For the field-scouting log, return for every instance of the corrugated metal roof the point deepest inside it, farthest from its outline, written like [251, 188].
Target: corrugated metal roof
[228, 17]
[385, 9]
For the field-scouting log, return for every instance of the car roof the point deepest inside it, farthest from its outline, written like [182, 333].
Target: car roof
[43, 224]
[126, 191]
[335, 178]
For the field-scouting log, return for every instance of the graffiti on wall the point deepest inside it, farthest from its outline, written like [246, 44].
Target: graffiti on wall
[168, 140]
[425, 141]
-=-=-=-=-
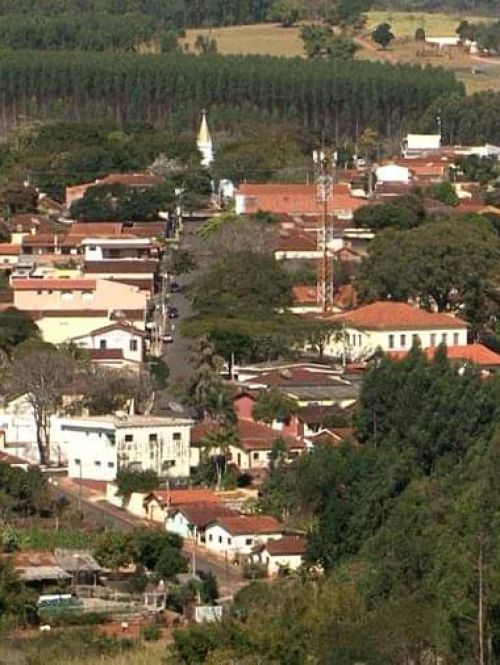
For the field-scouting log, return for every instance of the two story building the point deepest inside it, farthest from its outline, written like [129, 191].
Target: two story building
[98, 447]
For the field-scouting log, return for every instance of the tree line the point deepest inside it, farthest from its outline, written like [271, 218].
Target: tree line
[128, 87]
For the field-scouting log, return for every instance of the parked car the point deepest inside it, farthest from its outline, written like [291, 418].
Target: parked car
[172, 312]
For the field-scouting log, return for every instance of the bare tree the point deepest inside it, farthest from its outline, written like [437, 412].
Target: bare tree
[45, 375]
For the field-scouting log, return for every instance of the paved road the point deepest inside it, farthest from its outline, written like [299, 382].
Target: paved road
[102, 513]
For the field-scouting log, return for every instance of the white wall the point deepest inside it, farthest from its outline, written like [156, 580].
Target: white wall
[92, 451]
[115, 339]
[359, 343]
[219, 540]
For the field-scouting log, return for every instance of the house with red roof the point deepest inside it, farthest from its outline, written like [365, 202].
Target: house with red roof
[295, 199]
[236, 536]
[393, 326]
-=-=-=-=-
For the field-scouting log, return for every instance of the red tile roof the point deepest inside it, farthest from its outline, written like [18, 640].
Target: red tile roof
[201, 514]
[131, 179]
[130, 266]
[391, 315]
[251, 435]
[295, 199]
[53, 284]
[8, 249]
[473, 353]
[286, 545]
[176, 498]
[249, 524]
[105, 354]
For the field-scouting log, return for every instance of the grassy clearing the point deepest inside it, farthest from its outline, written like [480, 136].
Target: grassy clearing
-=-=-=-=-
_Set task_
Pick out every line in the records above that contains the word "road", and copy each one.

_Task result_
For the field-scouting log, return for every instance of the paved road the point deepest inside it, farthest from its outline, written like [299, 382].
Target: paved road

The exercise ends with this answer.